Texto para revisar:

-=-=-=-=-

Un aspecto llamativo de esta crisis sanitaria es que inicialmente, para la región latinoamericana, las personas potencialmente contagiosas eran quienes habían podido realizar viajes por fuera de las fronteras de sus países. Este grupo, en cambio, puso en práctica su profunda convicción de sentirse dueño de las leyes y verdades, al no aceptar lo que exigen al resto: aceptar lo instituido. Es así que, en la Argentina, hemos visto infringir el aislamiento para practicar surf o navegar en yate, agresiones físicas a vigilantes de edificios, largas filas de autos de alta gama para ingresar a ciudades balnearias o para manifestarse en contra de las medidas del gobierno (en algunos casos sin los correspondientes impuestos automotrices pagos). Frente a esta construcción, cotidiana e intencional, de que son los sectores pobres y populares quienes violan constantemente las normas, ¿“al virus lo frenamos entre todos”? (tapa de los diarios nacionales del jueves 19/03/2020).

En segundo lugar, las teorías se distancian en relación al rol del Estado. En las sociedades individualistas y liberales lo público es la suma de talentos, ordenados jerárquicamente según su mérito. Por ejemplo, en países como Estados Unidos de Norteamérica en los que el acceso a la salud depende de los ingresos y capacidad monetaria de cada persona, hay un amplio sector de la sociedad (aproximadamente 35 millones de habitantes) que no se encuentra en condiciones de recibir asistencia, ya que aún el primer paso (el test de detección del virus) tiene un valor de tres mil dólares frente a un salario mensual promedio de cuatro mil dólares. Otro caso posible de ser indagado es el de Ecuador, donde se presentaron imágenes distópicas de personas muertas en las calles, en el marco de un gobierno que tomó rumbos distintos a los prometidos durante la contienda electoral.

En cambio, encontramos sociedades que tienen una preocupación histórica por lo común, aunque ellas existan profundas desigualdades. El acceso a óptimas condiciones sanitarias es diferente según la capacidad adquisitiva (existen servicios privados), pero la cuestión radica en que todxs, al menos discursiva y culturalmente, son destinatarixs del cuidado general. Esto se observa en las respuestas que han ofrecido, a grandes rasgos, países como China y Argentina, donde el primero construyó varios hospitales en diez días y el segundo optó por una cuarentena general (Aislamiento Social Preventivo y Obligatorio) como prevención al posible colapso sanitario.

-=-=-=-=-

Material de origen:
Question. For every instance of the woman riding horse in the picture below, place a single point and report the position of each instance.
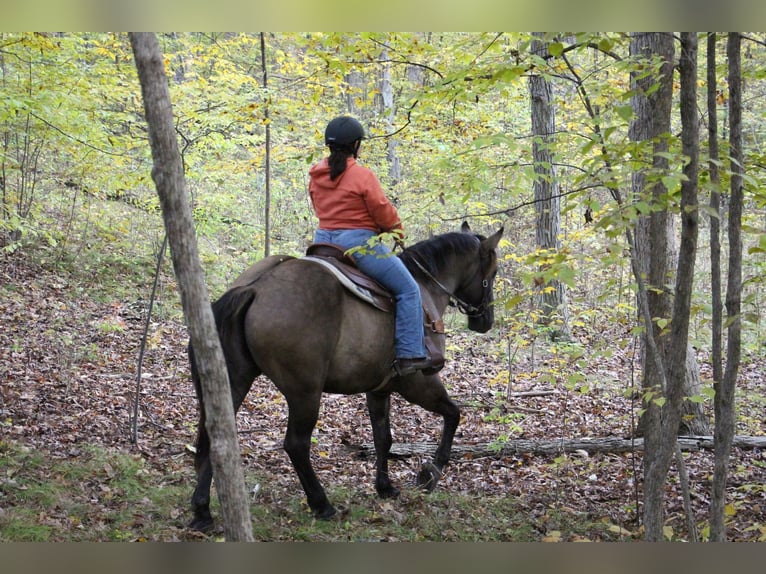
(353, 210)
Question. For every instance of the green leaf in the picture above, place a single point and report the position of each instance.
(625, 112)
(556, 49)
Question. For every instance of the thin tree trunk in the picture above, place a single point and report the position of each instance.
(715, 208)
(724, 395)
(169, 179)
(267, 160)
(552, 296)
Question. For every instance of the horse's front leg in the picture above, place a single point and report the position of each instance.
(379, 407)
(200, 501)
(303, 412)
(429, 393)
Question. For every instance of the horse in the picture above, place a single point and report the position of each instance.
(291, 320)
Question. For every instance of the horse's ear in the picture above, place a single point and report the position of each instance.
(492, 241)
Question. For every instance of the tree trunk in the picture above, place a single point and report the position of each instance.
(551, 299)
(388, 111)
(655, 234)
(663, 417)
(169, 179)
(724, 391)
(542, 446)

-=-=-=-=-

Consigna 1: Reproduce el fragmento del texto sobre la crisis sanitaria comprendido entre "En cambio, encontramos" y "posible colapso sanitario.", ambos incluidos.
Consigna 2: Escribe la continuación del texto sobre la crisis sanitaria a partir del punto en que termina.

Resultado del ejercicio 1:
En cambio, encontramos sociedades que tienen una preocupación histórica por lo común, aunque ellas existan profundas desigualdades. El acceso a óptimas condiciones sanitarias es diferente según la capacidad adquisitiva (existen servicios privados), pero la cuestión radica en que todxs, al menos discursiva y culturalmente, son destinatarixs del cuidado general. Esto se observa en las respuestas que han ofrecido, a grandes rasgos, países como China y Argentina, donde el primero construyó varios hospitales en diez días y el segundo optó por una cuarentena general (Aislamiento Social Preventivo y Obligatorio) como prevención al posible colapso sanitario.

Resultado del ejercicio 2:
De todos modos, para evitar la reducción moral y discutir sólo en términos bipolares de buenos y malos, mejores y peores, precisamos analizar críticamente el Estado y su participación activa en la construcción de lo común. Esta capacidad de organizar las partes de una sociedad, sus fronteras y lógicas de interacción, es la que nos exige sostenernos alertas frente a la posible derivación totalitaria o a la centralización exclusiva en sus facetas represivas. Si predominan las distancias infranqueables, tanto materiales (muros y alambrados) como simbólicas (poder transitar por ciertos espacios sin ser observadx como un elemento extraño y peligroso), se generaliza la administración del temor y el cierre sobre el propio espacio. La discusión, entonces, no remite sólo a las formas estatales sino al tipo de sociedad que representa y el grado de apertura democrática.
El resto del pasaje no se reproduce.